MATERIAL SUPPLIED below:

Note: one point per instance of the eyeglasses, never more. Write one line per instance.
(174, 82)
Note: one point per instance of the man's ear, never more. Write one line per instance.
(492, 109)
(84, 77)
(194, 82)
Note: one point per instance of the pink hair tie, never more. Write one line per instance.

End of MATERIAL SUPPLIED.

Each line of the data has to be written out exactly as it appears.

ANSWER FOR THIS EXERCISE
Note: one point per instance of the eyeglasses, never more. Write one line per instance.
(174, 82)
Note: one point per instance of the man's ear, never more. Write one line per instance.
(492, 109)
(84, 77)
(194, 82)
Note: one point per instance of the pink hair tie, never more. Write one line per instance.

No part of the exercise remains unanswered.